— START OF Extract provided —
- Directed by: Francesco Falaschi
- Written by: Filippo Bologna Ugo Chiti Francesco Falaschi Federico Sperindei
- Produced by: Guglielmo Marchetti Daniele Mazzocca Notorious Pictures
- Starring: Vinicio Marchioni; Luigi Fedele; Valeria Solarino; Alessandro Haber; Gianfranco Gallo;
- Cinematography: Stefano Falivene
- Edited by: Patrizio Marone
- Music by: Paolo Vivaldi
- Distributed by: Manymore Films Hark Notorious Pictures
- Release date: 5 April 2018;
- Running time: 92 minutes

= As Needed (film) =

As Needed (Quanto basta) is a 2018 Italian comedy film by Francesco Falaschi.
— END OF Extract provided —
Given request A
Print the records verbatim, starting at their first line and ending at the line containing "64), (418, 62)]".
The text and the records have no connection to each other.
— START OF Source material —
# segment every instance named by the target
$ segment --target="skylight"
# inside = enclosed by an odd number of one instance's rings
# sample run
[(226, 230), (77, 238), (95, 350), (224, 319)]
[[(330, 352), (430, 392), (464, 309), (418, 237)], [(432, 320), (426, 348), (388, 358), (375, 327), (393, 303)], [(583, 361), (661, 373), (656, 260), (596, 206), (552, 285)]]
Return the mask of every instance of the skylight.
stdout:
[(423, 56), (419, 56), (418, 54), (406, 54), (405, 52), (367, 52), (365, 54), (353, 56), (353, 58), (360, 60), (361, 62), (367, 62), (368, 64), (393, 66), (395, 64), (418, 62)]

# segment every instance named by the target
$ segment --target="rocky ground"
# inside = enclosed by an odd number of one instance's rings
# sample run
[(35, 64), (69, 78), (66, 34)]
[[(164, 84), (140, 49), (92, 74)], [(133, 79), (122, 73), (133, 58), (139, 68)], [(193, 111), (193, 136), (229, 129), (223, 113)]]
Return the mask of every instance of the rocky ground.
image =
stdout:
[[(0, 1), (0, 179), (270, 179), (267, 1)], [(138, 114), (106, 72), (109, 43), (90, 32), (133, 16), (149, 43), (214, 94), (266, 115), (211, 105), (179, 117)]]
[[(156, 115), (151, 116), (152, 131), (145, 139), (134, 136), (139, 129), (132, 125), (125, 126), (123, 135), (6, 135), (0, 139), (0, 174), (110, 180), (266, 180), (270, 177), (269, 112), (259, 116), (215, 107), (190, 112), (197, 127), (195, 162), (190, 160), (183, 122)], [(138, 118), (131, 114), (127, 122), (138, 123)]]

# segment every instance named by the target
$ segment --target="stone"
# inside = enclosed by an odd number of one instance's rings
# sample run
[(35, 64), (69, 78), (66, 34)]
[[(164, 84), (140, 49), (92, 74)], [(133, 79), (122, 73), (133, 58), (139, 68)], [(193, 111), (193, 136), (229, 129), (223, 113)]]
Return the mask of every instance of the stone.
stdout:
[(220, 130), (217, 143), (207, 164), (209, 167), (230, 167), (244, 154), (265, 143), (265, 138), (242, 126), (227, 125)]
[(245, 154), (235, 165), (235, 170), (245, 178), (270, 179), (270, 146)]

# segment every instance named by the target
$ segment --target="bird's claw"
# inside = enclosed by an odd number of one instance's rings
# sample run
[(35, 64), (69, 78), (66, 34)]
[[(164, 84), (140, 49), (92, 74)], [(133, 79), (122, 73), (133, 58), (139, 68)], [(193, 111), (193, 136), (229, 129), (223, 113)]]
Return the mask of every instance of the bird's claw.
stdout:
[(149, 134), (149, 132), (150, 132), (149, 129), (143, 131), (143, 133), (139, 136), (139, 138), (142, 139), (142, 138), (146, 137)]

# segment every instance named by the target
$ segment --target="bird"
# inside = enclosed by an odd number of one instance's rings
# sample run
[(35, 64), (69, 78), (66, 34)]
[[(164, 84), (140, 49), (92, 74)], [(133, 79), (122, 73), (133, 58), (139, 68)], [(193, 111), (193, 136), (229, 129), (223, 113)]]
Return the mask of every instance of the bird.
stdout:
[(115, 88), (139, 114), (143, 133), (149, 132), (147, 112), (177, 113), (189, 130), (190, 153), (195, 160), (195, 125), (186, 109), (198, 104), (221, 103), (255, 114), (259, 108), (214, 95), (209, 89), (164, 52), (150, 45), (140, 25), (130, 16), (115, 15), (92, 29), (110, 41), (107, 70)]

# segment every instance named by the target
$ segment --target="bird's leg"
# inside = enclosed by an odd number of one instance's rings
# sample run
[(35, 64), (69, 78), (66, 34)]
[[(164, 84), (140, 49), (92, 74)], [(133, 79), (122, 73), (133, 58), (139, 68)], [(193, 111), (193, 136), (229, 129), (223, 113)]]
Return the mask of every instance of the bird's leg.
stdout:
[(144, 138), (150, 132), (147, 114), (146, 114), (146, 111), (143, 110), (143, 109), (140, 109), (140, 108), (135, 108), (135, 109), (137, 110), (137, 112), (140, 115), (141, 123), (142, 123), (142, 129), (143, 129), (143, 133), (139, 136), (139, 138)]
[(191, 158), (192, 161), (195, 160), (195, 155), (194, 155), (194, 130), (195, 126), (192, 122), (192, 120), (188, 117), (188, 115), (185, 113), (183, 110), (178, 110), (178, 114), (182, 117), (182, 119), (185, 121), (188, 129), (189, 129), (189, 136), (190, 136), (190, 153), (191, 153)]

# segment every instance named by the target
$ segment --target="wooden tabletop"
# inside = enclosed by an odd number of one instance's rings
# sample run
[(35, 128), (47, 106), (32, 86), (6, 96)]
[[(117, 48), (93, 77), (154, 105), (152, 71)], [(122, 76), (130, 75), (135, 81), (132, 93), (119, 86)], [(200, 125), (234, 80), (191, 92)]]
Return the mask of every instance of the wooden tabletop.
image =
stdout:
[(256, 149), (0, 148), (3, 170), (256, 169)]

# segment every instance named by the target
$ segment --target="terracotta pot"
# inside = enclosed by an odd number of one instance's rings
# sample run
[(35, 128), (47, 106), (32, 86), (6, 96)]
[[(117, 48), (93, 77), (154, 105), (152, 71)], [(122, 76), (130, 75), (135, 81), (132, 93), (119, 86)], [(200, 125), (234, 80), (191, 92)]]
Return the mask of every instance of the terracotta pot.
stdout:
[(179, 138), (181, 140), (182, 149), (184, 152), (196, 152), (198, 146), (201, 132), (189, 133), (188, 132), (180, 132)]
— END OF Source material —
Given request B
Output the film entry word for word, starting at "- Directed by: Francesco" and ending at "by Francesco Falaschi.".

Full solution A
# segment every instance named by the target
$ segment --target="skylight"
# inside = enclosed by an odd number of one instance's rings
# sample run
[(226, 230), (77, 238), (95, 350), (224, 319)]
[[(330, 352), (430, 392), (464, 309), (418, 237)], [(432, 320), (426, 348), (388, 358), (375, 327), (393, 303)], [(583, 361), (661, 373), (656, 260), (596, 206), (552, 285)]]
Return the mask of every instance of the skylight.
stdout:
[(423, 56), (419, 56), (418, 54), (406, 54), (405, 52), (367, 52), (365, 54), (353, 56), (353, 58), (360, 60), (361, 62), (367, 62), (368, 64), (393, 66), (395, 64), (418, 62)]

Full solution B
- Directed by: Francesco Falaschi
- Written by: Filippo Bologna Ugo Chiti Francesco Falaschi Federico Sperindei
- Produced by: Guglielmo Marchetti Daniele Mazzocca Notorious Pictures
- Starring: Vinicio Marchioni; Luigi Fedele; Valeria Solarino; Alessandro Haber; Gianfranco Gallo;
- Cinematography: Stefano Falivene
- Edited by: Patrizio Marone
- Music by: Paolo Vivaldi
- Distributed by: Manymore Films Hark Notorious Pictures
- Release date: 5 April 2018;
- Running time: 92 minutes

= As Needed (film) =

As Needed (Quanto basta) is a 2018 Italian comedy film by Francesco Falaschi.